Turkish private lender Yapi Kredi Bank, a joint venture between local conglomerate Koc Holding and Italy’s UniCredit, on October 28 obtained a 367-day syndicated loan in two tranches of $370mn and €520mn, the lender said in a stock exchange filing.
The renewal rate was 91% (see table at foot of article).
The refinancing season proceeded as the markets continued to examine whether Turkey might be hit by any meaningful US or EU ‘Syria invasion’ sanctions and amid discomfort over the reported plans of the European Bank for Reconstruction and Development (EBRD) to sell its 10% stake in the Istanbul stock exchange partly as a response to the appointment of ex-Halkbank deputy manager Mehmet Hakan Atilla, convicted and jailed in the US for Iran sanctions busting, as CEO of the bourse.
French banking group BNP Paribas’ Turkish mid-cap unit TEB (Turk Ekonomi Bankasi) renewed its syndicated loan by also on October 28 obtaining 367-day financing in two tranches of $61.5mn and €306mn, the lender said in a stock exchange filing.
The costs were the same as when Akbank kickstarted the autumn renewals season on October 8, namely Libor+2.25% and Euribor+2.10%, significantly below the Libor+2.75%s and Euribor+2.65%s rates seen in autumn 2018.
The Libor+2.50% and Euribor+2.40% costs seen in spring 2019 were almost double the Libor+1.30%s and Euribor+1.20%s seen a year back, while the 2-year, 1-day tranches seen in spring 2018 are no longer available.
Isbank and Vakifbank were also in the market. Each bank was expecting a margin cut, Global Capital reported on October 3.
Meanwhile, Turkey’s net debt repayment story is also progressing undeterred, with no defaults reported.
According to the latest central bank data, Turkey’s overall external debt repayment obligations for the next 12-month period fell sharply by $7bn to $172bn at end-August, the lowest level since May 2017, from $179.2bn a month previously.
The figure stood at a record high of $185.9bn at end-February 2018 but declined to $173.9bn at end-October 2018 as a result of the ‘curing’ effect of the August currency crisis. But a significant recovery in Turkey’s external financing needs has not been observed since then.
When lenders’ and corporates’ obligations to their branches and affiliates abroad are excluded, Turkey was still obliged to repay $153bn in foreign debts across the next 12 months as of end-August, up from $151bn as of end-September 2018.
Turkish lenders’ credit repayments across the next 12 months amounted to $36bn at end-August, the lowest figure since November 2012, while the real sector’s debt stood at $77bn, the lowest figure since March 2019.
The data suggests that Turkish banks have been transferring their external debt weight to the real sector, but Turkey’s overall exposure has not shown a sustained improvement despite the sharp decline in August.
Meanwhile, transaction volumes on the Borsa Istanbul on October 30 remained subject to moves by officials that amount to an unofficial suspension of much trading. The benchmark BIST-100 was hovering around the 100,000-level, with the USD/TRY rate still under control at below 5.80.

# MATERIAL:
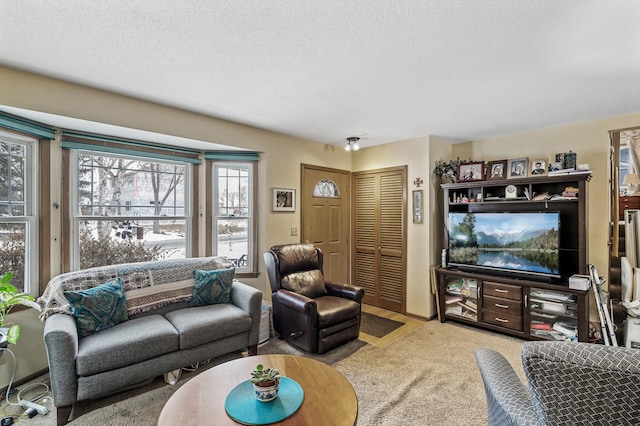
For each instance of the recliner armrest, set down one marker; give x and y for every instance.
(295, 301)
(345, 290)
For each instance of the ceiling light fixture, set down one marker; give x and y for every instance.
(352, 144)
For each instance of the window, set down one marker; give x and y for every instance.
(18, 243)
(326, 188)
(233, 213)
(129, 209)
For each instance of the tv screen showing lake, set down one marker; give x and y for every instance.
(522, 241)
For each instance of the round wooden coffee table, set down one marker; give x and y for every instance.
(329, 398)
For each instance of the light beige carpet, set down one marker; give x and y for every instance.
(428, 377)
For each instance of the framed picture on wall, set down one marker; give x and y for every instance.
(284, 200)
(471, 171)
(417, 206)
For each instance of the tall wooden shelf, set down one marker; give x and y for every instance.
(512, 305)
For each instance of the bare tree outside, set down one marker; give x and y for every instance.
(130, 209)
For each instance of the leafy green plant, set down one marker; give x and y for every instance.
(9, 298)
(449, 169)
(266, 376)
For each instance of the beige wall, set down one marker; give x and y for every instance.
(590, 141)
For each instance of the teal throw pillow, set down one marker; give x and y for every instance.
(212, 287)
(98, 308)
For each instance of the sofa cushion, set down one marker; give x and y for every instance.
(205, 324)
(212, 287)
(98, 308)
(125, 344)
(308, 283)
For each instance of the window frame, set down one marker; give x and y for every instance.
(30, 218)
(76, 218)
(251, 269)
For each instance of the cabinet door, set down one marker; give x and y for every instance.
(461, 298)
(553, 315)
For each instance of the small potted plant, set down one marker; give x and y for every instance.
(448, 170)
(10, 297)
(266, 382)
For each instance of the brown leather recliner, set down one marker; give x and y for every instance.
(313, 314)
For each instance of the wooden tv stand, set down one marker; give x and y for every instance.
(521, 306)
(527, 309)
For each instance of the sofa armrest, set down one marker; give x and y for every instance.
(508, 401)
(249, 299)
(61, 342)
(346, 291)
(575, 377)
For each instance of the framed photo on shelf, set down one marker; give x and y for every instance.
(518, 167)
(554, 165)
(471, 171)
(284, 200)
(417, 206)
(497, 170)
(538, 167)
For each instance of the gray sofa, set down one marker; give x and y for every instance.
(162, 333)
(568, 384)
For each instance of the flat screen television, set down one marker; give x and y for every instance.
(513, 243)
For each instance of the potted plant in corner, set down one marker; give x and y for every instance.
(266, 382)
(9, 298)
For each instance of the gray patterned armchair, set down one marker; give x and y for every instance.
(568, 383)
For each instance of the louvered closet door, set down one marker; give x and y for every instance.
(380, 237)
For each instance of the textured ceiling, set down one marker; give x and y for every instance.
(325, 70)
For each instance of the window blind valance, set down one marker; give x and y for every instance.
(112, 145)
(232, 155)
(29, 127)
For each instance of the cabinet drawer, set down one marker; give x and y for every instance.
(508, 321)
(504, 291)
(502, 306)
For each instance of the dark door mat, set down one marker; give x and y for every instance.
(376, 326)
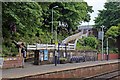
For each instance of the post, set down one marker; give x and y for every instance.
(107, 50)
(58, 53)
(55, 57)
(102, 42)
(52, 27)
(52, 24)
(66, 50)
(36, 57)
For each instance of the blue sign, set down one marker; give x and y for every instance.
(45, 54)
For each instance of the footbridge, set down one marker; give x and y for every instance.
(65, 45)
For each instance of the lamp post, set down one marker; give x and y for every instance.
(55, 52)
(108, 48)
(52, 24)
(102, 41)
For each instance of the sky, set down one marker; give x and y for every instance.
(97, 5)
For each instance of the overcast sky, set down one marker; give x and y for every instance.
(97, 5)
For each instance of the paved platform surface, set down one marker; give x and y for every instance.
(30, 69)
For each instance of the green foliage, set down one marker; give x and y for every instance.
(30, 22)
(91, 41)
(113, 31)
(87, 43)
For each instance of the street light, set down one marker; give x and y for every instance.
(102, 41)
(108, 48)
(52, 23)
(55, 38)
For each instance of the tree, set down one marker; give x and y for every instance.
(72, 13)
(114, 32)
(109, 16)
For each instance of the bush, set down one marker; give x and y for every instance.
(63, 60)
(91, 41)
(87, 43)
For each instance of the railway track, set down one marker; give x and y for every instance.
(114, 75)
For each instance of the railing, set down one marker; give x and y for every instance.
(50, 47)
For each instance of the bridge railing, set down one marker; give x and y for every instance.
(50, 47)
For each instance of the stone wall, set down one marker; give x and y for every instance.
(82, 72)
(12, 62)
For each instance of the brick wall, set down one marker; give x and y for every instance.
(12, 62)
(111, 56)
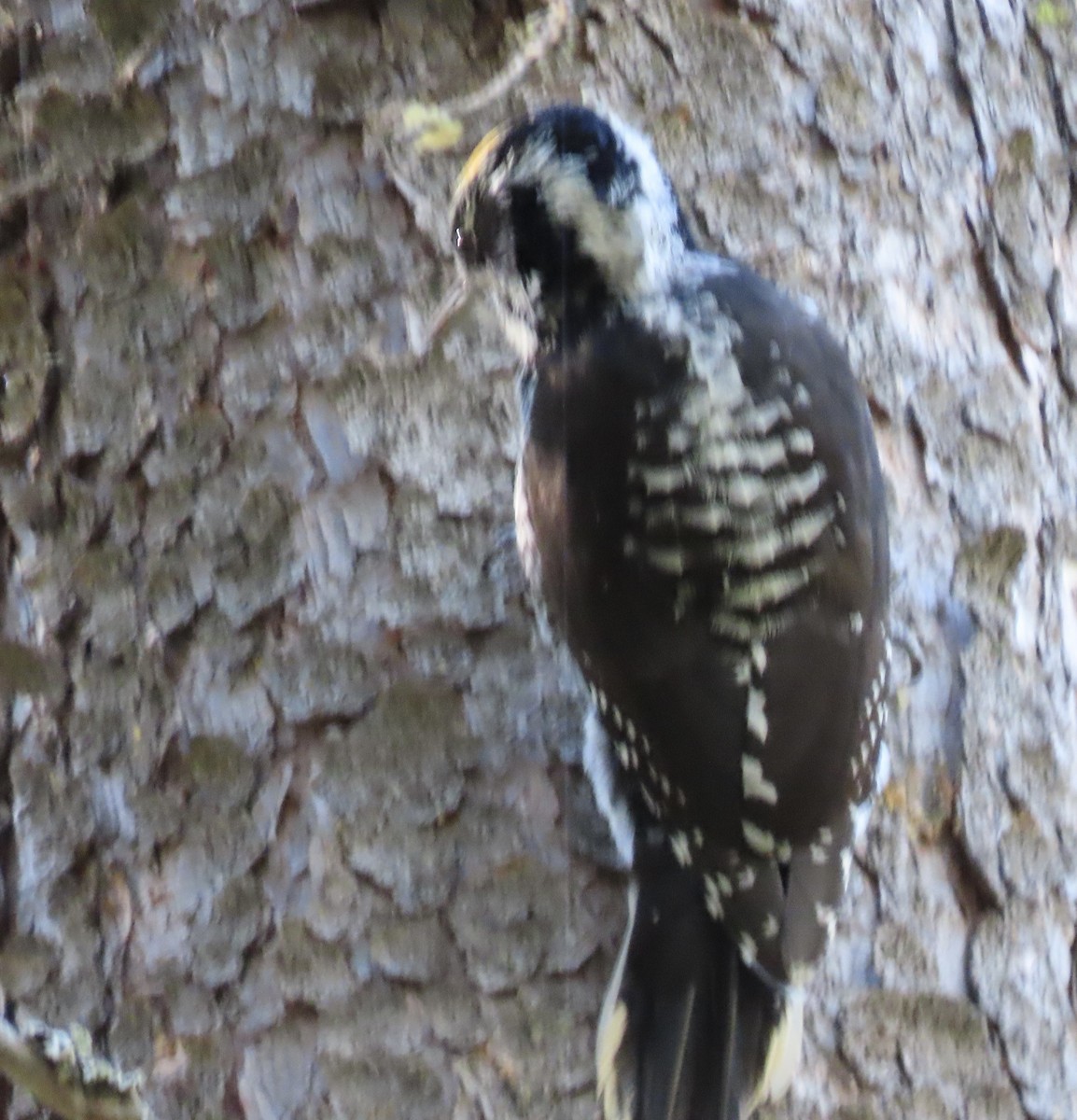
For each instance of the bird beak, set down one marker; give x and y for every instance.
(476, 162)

# WHAT IS ASKED:
- 1) List every Libor-based loan cost that the Turkish banking article gives.
- 2) According to the Turkish banking article, on what date did Akbank start the autumn renewals season?
- 3) Return the passage of the Turkish banking article from "Meanwhile, Turkey’s net" up to and including "observed since then.", copied word for word.

# ANSWERS PROVIDED:
- 1)
Libor+2.25%
Libor+2.75%
Libor+2.50%
Libor+1.30%

- 2) October 8

- 3)
Meanwhile, Turkey’s net debt repayment story is also progressing undeterred, with no defaults reported.
According to the latest central bank data, Turkey’s overall external debt repayment obligations for the next 12-month period fell sharply by $7bn to $172bn at end-August, the lowest level since May 2017, from $179.2bn a month previously.
The figure stood at a record high of $185.9bn at end-February 2018 but declined to $173.9bn at end-October 2018 as a result of the ‘curing’ effect of the August currency crisis. But a significant recovery in Turkey’s external financing needs has not been observed since then.